> **Your task**: An exact copy of all entries is the expected answer.

> **Task input**:

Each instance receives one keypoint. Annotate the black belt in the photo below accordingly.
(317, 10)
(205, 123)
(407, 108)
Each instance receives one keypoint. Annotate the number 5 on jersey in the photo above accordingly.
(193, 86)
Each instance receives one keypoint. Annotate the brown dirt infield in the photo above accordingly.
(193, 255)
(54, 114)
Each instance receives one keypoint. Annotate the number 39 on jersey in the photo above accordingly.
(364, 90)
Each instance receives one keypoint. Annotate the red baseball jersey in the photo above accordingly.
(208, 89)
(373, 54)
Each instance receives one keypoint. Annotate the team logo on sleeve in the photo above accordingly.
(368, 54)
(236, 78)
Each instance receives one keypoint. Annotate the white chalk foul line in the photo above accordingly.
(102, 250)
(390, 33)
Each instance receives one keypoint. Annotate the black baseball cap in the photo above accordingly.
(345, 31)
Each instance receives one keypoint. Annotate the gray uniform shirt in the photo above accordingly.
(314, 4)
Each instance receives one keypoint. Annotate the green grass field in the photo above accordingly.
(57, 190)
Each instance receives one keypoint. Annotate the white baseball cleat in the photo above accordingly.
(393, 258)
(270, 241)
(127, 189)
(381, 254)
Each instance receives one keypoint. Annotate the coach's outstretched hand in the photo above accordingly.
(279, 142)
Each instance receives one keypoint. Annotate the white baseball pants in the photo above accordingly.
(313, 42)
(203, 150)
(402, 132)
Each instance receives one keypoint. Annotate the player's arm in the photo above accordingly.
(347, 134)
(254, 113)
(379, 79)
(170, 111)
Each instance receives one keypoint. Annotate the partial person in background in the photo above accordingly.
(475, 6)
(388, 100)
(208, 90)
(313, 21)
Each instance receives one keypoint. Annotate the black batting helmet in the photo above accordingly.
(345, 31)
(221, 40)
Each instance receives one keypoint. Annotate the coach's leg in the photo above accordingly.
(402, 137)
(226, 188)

> **Solution for this problem**:
Each instance receives one keypoint. Annotate the black belt in the photo below accordingly.
(317, 10)
(205, 123)
(407, 108)
Each instance receives one keypoint. Annotate the number 5 on jersey in the photo above accordingly.
(193, 86)
Each instance receives one keypoint. Annotate the brown dirt infield in the photo above accordingly.
(193, 255)
(54, 114)
Each instance receives one keypoint. Annotate the number 39 on jersey in the photo above accordingly.
(364, 90)
Each instance receives one keypoint. Annotate the red baseball jersey in the photo above accordingly.
(208, 89)
(373, 54)
Each instance receives one keypoint. Annotate the team logo on sleeve in the photo above accordingly.
(368, 54)
(236, 78)
Each instance receives one keypoint. Annotate the white chalk foul line in the photo above accordingly.
(102, 250)
(390, 33)
Each instance receives one keypoint. Annotate the black baseball cap in the photo above accordingly.
(345, 31)
Each instance receives one keypoint. Annotate the gray uniform shirt in the photo above accordingly.
(314, 4)
Each instance receives one keypoint. Annotate the green grass field in the photo above accordingly.
(57, 190)
Each instance receives one keypoint. Annotate the white baseball cleat in the photo above accordingly.
(393, 258)
(270, 241)
(127, 189)
(381, 254)
Each instance receives one keypoint. Annotate the coach's outstretched hand in the photo above accordingly.
(279, 142)
Each instance receives one keypoint. Annotate the white baseball pants in the photo above accordingly.
(313, 42)
(203, 150)
(402, 132)
Each instance receives one keypoint. Annotate the player's arm in the photo above accordingly.
(347, 134)
(254, 113)
(379, 79)
(170, 111)
Each instance receives one keypoint. Annotate the partial person in background in the photo above accordingly.
(475, 6)
(388, 100)
(208, 90)
(313, 21)
Each instance receives one keypoint. Annotate the black batting helmet in the photo above accordingly.
(345, 31)
(221, 40)
Each instance receives one keypoint. Annotate the coach's leg in the photo above accordingly.
(402, 137)
(226, 188)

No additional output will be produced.